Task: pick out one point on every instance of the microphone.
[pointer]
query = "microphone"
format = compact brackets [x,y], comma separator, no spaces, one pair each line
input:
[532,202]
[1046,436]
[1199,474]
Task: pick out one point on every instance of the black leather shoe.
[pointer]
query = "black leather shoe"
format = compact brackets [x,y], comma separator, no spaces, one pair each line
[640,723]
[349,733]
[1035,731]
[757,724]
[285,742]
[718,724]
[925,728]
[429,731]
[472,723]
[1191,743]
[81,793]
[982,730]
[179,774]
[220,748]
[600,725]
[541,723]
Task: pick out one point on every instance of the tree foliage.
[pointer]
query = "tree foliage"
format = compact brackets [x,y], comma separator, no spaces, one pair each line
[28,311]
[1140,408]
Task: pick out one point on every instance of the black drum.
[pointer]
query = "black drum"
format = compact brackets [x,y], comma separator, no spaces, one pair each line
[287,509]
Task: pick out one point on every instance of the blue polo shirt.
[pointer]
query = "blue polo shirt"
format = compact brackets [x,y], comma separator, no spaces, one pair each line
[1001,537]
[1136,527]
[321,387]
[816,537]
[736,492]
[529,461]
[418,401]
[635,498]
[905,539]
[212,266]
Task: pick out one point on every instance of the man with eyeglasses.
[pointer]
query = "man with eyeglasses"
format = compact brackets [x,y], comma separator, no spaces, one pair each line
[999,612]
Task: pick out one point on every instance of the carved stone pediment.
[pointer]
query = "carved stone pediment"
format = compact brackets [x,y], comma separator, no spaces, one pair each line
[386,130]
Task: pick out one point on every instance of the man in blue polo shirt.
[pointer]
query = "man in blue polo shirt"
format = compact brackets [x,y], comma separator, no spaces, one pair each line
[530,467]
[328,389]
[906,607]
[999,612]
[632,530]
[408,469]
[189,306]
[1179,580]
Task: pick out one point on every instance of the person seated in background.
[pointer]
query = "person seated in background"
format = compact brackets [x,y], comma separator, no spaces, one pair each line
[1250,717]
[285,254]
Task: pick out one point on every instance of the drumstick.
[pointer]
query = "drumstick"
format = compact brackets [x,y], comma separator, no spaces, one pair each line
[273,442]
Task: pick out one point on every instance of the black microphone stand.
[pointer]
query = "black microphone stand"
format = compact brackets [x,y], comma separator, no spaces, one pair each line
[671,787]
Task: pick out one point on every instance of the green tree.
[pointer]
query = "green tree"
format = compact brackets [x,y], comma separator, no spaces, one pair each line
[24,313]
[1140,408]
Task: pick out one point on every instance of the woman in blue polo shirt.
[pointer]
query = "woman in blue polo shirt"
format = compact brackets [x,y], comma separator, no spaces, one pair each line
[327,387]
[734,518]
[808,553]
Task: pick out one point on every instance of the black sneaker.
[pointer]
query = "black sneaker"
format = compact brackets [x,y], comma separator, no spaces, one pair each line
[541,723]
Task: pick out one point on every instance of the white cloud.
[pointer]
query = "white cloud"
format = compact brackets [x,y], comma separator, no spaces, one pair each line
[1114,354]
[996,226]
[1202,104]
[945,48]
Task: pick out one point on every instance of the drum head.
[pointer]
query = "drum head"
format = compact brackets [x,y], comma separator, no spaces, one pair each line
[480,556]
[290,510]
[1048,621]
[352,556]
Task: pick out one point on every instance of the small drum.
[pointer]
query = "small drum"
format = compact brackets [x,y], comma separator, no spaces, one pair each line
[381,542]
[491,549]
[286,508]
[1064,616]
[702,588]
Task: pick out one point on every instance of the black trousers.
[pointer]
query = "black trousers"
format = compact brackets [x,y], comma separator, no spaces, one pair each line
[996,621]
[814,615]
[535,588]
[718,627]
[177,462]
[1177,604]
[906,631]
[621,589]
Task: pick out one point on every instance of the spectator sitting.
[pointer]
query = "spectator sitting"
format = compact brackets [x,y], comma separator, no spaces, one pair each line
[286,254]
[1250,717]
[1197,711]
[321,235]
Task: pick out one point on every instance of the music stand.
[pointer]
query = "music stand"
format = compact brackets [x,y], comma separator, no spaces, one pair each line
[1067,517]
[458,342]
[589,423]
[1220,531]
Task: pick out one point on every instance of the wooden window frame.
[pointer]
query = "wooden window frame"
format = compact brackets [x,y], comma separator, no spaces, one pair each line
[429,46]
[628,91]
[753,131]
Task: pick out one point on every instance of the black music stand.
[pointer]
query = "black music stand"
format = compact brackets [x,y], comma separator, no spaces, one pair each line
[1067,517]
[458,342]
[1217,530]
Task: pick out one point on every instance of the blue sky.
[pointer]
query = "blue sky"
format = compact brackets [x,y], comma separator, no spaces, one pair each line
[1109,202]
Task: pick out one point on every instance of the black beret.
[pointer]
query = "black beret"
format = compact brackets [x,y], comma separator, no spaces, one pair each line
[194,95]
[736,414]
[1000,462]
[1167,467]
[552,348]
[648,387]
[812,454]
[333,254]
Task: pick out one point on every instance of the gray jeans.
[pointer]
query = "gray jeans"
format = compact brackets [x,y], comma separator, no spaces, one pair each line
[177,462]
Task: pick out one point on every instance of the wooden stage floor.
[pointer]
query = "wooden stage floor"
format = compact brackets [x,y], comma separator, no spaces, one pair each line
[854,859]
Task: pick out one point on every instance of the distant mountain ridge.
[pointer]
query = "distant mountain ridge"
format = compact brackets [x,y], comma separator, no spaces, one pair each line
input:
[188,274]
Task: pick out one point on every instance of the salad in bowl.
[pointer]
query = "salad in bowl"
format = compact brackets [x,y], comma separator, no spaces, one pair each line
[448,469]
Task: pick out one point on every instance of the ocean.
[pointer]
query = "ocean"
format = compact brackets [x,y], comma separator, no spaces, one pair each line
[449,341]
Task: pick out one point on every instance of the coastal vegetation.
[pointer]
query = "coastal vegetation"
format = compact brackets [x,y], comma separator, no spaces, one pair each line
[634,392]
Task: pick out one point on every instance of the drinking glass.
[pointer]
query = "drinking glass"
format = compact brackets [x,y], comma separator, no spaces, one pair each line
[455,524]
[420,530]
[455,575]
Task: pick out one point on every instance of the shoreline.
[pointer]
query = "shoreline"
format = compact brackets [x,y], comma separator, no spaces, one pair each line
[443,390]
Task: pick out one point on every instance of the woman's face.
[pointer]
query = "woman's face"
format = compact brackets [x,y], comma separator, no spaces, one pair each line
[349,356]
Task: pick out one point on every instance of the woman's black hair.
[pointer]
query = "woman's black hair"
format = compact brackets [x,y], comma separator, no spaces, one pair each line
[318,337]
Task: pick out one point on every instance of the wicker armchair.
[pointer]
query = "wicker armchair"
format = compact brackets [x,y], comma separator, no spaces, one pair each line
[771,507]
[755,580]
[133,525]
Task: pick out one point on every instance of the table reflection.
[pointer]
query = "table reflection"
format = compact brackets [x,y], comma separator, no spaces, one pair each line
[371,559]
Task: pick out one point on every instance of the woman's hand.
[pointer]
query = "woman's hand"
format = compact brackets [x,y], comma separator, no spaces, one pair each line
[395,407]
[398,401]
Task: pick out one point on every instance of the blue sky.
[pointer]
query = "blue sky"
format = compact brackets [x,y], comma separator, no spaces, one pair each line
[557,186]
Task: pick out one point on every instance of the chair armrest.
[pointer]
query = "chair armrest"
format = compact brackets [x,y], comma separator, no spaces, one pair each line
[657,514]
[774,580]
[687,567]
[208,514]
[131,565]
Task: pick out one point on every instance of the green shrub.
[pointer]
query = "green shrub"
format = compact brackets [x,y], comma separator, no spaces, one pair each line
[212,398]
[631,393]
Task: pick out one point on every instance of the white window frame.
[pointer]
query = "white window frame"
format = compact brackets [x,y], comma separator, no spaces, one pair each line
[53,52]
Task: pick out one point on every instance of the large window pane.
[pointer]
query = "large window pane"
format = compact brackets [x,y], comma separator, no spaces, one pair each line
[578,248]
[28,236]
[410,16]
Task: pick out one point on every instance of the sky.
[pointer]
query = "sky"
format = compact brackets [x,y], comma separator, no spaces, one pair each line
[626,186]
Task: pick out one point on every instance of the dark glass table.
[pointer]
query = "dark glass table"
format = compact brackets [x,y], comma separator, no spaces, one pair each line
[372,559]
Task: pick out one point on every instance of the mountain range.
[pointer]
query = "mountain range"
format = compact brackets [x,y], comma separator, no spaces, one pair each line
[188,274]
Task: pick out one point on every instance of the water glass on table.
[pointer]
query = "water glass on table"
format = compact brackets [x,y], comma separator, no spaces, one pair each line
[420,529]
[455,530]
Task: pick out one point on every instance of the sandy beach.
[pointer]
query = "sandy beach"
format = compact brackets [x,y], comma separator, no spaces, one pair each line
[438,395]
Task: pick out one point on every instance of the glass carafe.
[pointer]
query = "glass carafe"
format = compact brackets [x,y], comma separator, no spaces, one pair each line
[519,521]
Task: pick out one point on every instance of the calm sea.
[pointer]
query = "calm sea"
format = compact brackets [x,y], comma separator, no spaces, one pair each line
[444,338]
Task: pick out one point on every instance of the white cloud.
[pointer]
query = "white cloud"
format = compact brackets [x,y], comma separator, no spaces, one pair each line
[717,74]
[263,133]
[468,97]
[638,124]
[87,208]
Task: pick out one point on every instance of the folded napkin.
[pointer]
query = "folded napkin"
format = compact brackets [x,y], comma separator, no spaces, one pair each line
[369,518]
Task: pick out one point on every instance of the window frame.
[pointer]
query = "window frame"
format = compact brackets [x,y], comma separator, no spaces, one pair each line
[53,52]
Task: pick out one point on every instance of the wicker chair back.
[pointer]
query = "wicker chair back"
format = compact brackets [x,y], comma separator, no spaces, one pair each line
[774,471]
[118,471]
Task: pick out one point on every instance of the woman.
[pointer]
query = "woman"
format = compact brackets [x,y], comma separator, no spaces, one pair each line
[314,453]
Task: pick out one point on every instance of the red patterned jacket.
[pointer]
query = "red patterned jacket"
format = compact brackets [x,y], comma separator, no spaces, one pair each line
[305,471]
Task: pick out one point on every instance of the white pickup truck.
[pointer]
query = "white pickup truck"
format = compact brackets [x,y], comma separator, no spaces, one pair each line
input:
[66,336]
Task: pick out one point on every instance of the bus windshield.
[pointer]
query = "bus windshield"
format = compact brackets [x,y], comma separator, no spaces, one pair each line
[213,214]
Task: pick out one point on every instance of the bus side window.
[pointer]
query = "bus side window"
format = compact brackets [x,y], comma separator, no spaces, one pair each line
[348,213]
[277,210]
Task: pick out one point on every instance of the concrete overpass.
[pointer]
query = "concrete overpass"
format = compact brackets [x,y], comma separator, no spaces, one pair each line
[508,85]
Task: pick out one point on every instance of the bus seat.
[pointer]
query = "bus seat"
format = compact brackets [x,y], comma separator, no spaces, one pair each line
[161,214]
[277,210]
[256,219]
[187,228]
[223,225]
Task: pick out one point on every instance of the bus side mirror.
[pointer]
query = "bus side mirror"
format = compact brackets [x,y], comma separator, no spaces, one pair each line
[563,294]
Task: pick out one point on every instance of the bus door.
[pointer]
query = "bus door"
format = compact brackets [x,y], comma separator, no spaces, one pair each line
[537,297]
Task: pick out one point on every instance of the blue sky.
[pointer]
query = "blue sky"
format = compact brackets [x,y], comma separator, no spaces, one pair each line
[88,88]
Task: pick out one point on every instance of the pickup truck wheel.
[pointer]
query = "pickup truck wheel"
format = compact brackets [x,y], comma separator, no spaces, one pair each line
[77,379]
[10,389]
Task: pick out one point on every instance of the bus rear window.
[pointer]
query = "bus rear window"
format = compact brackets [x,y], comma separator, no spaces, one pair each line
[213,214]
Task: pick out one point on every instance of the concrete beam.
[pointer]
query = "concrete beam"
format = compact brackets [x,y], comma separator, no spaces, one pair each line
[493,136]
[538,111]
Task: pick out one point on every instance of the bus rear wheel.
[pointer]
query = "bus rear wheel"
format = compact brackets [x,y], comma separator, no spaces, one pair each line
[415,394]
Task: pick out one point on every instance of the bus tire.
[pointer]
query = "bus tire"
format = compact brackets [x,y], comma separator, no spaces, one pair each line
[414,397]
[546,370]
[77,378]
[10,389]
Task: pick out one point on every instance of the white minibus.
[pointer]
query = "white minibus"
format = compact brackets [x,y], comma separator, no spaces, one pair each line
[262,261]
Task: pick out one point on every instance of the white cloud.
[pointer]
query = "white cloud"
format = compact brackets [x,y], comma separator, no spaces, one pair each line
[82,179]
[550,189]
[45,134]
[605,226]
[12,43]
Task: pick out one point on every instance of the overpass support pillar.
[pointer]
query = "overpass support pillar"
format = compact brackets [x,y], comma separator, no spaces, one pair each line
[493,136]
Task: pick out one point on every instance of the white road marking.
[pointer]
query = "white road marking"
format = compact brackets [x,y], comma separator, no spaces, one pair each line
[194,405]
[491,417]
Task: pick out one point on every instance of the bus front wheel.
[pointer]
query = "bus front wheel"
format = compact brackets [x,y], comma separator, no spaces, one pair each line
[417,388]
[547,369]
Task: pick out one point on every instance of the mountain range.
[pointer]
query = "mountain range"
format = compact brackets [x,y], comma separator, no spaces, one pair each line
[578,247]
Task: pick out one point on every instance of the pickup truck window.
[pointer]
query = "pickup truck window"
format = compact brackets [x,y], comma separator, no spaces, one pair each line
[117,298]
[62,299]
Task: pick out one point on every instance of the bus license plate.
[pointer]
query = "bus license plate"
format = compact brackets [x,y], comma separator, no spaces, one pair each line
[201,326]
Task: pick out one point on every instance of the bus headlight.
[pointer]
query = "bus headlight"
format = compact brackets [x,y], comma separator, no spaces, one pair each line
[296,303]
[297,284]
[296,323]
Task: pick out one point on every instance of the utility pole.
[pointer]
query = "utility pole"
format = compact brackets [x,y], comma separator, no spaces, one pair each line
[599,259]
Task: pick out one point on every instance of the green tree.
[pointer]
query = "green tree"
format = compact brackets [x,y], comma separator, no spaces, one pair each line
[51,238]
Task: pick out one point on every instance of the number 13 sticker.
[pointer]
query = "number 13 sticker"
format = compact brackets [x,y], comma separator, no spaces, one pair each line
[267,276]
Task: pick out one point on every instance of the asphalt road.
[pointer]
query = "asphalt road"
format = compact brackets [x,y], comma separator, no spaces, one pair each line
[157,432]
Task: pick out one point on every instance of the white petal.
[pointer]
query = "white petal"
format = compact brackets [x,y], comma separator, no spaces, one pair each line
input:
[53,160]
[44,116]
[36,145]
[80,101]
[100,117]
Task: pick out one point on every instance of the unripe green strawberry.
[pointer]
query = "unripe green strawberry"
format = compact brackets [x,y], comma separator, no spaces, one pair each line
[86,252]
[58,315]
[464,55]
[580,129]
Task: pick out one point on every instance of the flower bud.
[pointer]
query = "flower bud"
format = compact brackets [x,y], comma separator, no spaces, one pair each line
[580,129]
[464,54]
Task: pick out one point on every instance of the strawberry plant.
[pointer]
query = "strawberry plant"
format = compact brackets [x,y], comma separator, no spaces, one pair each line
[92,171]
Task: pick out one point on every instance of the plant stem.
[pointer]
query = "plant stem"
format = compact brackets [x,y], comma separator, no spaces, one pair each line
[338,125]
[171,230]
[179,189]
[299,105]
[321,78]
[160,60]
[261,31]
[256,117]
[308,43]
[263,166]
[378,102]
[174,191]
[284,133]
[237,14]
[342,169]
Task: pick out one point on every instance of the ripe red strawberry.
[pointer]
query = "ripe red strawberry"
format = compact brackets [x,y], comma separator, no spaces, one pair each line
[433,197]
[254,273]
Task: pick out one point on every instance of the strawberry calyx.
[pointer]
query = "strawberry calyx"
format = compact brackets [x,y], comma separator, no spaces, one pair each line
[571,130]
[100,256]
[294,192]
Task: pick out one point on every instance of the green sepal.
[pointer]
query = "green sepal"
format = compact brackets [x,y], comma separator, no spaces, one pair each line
________
● **Exercise description**: Copy the records from the line containing "the green sepal." through the end of the records. Substitute "leafy sepal" for each "green sepal" and leave everything else unchanged.

● **Output**:
Task: pick out one point on every instance of the leafy sepal.
[pointer]
query = "leafy sepal"
format = compact brackets [x,y], comma separator, no spaces, one pair each line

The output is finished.